## Given instruction
Copy the material below from its start through the line containing "x=779 y=126", inclusive, and add 74 to each x and y coordinate in the answers. Leave the pictures out.
### Given data
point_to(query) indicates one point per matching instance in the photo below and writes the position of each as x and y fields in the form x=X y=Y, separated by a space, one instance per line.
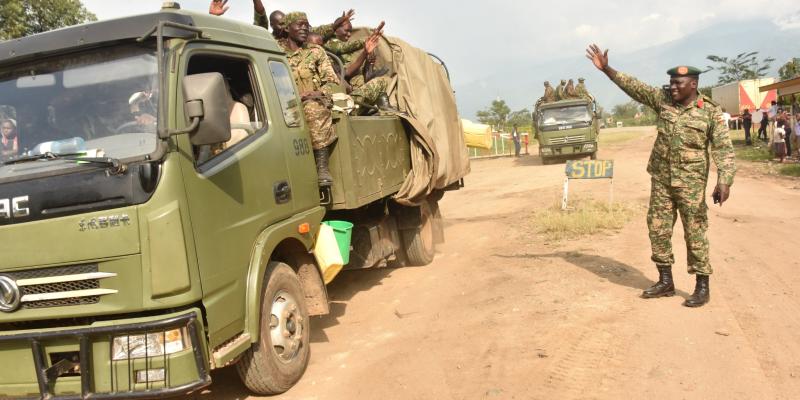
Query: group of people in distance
x=315 y=75
x=779 y=126
x=566 y=90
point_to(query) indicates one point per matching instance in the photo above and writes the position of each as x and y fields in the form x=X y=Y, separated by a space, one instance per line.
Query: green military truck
x=147 y=236
x=567 y=129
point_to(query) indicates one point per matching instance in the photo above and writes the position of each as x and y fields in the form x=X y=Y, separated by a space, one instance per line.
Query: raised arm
x=260 y=17
x=643 y=93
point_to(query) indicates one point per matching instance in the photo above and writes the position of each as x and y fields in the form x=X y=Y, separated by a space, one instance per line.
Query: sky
x=479 y=38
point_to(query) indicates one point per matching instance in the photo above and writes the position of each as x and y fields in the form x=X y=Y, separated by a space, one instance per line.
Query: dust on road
x=501 y=313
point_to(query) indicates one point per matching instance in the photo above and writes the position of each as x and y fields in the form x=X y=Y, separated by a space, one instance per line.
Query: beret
x=684 y=70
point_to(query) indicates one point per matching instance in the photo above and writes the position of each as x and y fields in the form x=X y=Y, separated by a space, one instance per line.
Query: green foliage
x=790 y=70
x=625 y=111
x=20 y=18
x=495 y=115
x=743 y=66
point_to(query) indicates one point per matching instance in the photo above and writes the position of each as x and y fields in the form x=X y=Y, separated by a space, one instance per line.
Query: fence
x=502 y=145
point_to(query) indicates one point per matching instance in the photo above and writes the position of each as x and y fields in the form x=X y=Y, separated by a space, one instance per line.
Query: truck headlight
x=148 y=345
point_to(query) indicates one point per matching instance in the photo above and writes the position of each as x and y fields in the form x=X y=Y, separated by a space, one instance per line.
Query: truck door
x=234 y=190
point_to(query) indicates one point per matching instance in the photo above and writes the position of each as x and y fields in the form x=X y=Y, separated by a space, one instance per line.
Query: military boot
x=665 y=287
x=383 y=103
x=701 y=295
x=321 y=156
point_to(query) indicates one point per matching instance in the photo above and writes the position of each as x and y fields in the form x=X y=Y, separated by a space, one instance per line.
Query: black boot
x=701 y=295
x=383 y=103
x=664 y=287
x=321 y=157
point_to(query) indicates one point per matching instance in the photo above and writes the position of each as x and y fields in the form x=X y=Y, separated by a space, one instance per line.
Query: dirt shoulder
x=503 y=313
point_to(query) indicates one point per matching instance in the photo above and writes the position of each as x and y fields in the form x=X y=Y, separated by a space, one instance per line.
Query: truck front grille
x=61 y=286
x=567 y=139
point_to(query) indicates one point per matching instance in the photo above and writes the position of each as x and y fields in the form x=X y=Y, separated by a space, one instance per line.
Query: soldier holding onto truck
x=316 y=80
x=690 y=127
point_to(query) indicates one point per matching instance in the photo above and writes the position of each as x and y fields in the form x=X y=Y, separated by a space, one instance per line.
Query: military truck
x=567 y=129
x=148 y=237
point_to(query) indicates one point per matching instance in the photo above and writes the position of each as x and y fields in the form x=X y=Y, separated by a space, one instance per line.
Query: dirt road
x=503 y=314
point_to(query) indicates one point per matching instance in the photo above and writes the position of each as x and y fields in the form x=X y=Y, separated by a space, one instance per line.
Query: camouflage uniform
x=312 y=71
x=582 y=92
x=549 y=93
x=679 y=166
x=560 y=90
x=363 y=92
x=326 y=31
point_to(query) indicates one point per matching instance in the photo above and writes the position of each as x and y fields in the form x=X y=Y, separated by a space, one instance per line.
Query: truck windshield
x=566 y=115
x=102 y=102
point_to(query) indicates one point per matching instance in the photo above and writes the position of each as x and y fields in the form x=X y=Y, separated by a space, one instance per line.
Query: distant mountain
x=521 y=86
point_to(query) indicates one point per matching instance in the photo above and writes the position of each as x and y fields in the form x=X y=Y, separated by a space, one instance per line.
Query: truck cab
x=567 y=129
x=160 y=216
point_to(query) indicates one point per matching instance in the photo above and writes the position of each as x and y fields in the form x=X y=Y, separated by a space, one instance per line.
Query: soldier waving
x=690 y=127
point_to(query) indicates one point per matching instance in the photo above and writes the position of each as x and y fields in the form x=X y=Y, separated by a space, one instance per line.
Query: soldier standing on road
x=690 y=127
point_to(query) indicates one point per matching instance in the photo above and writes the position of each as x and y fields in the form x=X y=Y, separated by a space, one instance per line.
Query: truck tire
x=419 y=243
x=280 y=357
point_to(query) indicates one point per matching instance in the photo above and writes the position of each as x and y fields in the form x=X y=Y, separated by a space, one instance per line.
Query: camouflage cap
x=684 y=71
x=293 y=17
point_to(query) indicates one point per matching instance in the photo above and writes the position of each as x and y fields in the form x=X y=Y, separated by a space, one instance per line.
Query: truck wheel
x=280 y=357
x=419 y=242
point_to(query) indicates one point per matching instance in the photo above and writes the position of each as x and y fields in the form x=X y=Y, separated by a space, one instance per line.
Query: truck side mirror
x=206 y=105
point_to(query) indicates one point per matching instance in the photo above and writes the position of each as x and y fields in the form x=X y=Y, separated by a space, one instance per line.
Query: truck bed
x=370 y=160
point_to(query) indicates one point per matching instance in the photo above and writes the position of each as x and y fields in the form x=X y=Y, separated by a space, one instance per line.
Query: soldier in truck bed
x=690 y=127
x=260 y=18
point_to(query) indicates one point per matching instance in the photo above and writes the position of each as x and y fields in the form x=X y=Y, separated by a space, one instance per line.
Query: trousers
x=666 y=203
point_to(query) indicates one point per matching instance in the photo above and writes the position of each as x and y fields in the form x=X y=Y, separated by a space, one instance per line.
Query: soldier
x=316 y=80
x=582 y=91
x=276 y=17
x=359 y=59
x=690 y=127
x=560 y=90
x=569 y=91
x=549 y=93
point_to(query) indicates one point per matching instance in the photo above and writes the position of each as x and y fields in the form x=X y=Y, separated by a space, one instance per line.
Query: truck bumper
x=569 y=149
x=77 y=363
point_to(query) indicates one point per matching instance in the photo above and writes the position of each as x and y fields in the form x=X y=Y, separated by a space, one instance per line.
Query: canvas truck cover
x=421 y=90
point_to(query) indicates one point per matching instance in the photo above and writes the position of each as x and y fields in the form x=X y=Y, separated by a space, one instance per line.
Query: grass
x=760 y=152
x=585 y=217
x=621 y=135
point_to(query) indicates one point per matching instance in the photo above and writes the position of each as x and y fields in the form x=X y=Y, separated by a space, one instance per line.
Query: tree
x=743 y=66
x=790 y=70
x=495 y=115
x=20 y=18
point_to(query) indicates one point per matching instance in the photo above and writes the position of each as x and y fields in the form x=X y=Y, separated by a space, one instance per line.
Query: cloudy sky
x=474 y=37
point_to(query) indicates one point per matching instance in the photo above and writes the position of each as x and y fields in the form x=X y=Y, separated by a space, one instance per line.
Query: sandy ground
x=502 y=313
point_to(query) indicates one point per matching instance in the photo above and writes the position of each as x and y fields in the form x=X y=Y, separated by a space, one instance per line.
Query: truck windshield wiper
x=108 y=161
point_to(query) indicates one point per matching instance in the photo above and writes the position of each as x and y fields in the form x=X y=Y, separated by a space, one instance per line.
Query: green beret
x=293 y=17
x=684 y=71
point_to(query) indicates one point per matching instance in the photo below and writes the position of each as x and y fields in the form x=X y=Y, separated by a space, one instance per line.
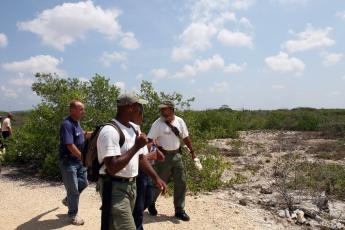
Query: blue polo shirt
x=70 y=133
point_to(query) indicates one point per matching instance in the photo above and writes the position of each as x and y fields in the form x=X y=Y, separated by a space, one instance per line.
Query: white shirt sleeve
x=144 y=149
x=184 y=129
x=108 y=143
x=154 y=131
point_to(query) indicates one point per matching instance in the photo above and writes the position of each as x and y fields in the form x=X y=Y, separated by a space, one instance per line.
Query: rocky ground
x=254 y=157
x=252 y=201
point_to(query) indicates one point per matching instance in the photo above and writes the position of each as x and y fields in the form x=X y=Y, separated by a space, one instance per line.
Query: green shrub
x=318 y=177
x=209 y=178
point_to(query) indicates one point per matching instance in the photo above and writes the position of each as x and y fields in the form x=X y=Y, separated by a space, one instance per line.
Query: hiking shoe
x=77 y=220
x=152 y=210
x=182 y=216
x=64 y=201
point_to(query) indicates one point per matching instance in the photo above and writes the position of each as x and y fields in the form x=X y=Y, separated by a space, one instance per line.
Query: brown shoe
x=77 y=220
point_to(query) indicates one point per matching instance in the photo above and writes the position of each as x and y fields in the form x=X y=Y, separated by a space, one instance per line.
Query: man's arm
x=147 y=168
x=188 y=142
x=116 y=163
x=74 y=150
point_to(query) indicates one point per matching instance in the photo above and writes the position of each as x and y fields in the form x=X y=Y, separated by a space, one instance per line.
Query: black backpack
x=89 y=151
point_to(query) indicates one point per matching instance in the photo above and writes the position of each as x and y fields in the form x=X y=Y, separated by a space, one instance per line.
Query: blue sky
x=251 y=54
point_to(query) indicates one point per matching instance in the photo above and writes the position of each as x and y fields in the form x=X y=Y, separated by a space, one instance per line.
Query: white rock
x=293 y=215
x=281 y=214
x=300 y=217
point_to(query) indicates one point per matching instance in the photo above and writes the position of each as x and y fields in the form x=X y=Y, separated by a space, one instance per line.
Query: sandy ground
x=33 y=204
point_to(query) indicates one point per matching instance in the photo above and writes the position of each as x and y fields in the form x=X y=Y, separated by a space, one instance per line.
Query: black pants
x=5 y=134
x=144 y=198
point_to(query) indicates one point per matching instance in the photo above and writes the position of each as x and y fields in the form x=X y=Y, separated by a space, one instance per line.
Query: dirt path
x=32 y=204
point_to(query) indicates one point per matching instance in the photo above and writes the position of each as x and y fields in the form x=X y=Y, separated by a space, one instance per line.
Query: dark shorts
x=5 y=134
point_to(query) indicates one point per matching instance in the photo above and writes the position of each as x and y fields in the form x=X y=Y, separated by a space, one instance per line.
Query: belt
x=169 y=151
x=119 y=179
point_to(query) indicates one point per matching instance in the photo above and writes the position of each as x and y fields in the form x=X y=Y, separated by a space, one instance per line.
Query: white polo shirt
x=5 y=124
x=164 y=136
x=108 y=145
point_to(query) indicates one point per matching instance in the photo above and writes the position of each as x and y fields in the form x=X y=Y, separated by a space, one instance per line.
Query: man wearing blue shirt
x=73 y=172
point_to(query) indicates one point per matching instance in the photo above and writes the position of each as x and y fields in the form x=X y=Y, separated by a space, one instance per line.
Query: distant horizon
x=243 y=53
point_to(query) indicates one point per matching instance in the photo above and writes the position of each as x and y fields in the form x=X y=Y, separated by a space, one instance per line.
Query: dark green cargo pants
x=172 y=166
x=122 y=204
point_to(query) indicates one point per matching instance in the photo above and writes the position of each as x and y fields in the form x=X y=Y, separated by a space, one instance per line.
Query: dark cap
x=166 y=104
x=129 y=98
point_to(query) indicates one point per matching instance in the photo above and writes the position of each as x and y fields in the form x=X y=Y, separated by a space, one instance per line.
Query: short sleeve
x=108 y=143
x=184 y=129
x=66 y=133
x=143 y=150
x=154 y=131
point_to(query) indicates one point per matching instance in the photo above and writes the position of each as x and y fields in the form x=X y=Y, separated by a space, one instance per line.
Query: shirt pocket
x=167 y=131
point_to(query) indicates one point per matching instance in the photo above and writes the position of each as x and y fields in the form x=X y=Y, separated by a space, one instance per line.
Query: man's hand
x=159 y=155
x=162 y=185
x=141 y=141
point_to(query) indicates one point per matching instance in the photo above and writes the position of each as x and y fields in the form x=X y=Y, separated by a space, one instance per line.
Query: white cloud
x=219 y=87
x=7 y=92
x=139 y=76
x=332 y=58
x=35 y=64
x=292 y=2
x=242 y=4
x=22 y=81
x=229 y=38
x=196 y=37
x=278 y=87
x=208 y=18
x=129 y=41
x=336 y=93
x=310 y=39
x=246 y=22
x=120 y=84
x=235 y=68
x=181 y=53
x=215 y=62
x=159 y=73
x=107 y=58
x=3 y=40
x=63 y=24
x=341 y=14
x=282 y=63
x=83 y=79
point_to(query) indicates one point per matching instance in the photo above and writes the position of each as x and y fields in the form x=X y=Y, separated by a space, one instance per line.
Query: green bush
x=209 y=178
x=318 y=177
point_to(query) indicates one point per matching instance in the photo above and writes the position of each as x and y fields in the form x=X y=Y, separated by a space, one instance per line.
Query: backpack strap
x=116 y=126
x=173 y=129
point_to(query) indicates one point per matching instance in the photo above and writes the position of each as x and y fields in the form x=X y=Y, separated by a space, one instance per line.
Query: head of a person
x=167 y=110
x=131 y=106
x=76 y=110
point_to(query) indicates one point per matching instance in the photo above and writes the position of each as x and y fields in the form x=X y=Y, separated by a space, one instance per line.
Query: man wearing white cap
x=121 y=163
x=167 y=131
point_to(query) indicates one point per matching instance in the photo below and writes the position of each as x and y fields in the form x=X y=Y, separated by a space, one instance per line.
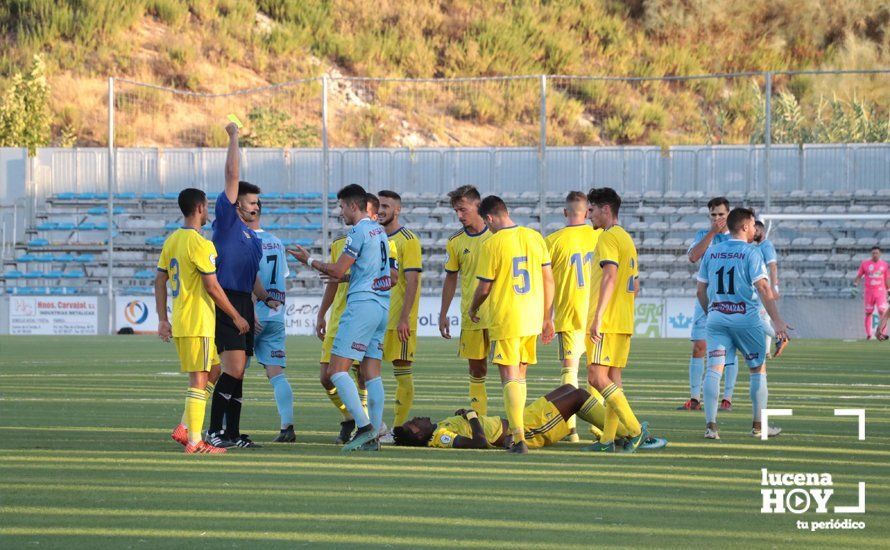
######
## Response below
point_to(query) indicates one point per matching instance in the photo below and writes the position of each as x and y fields in the form x=X y=Y, separated by a space, one instance per line.
Query: group of people in distance
x=389 y=149
x=853 y=200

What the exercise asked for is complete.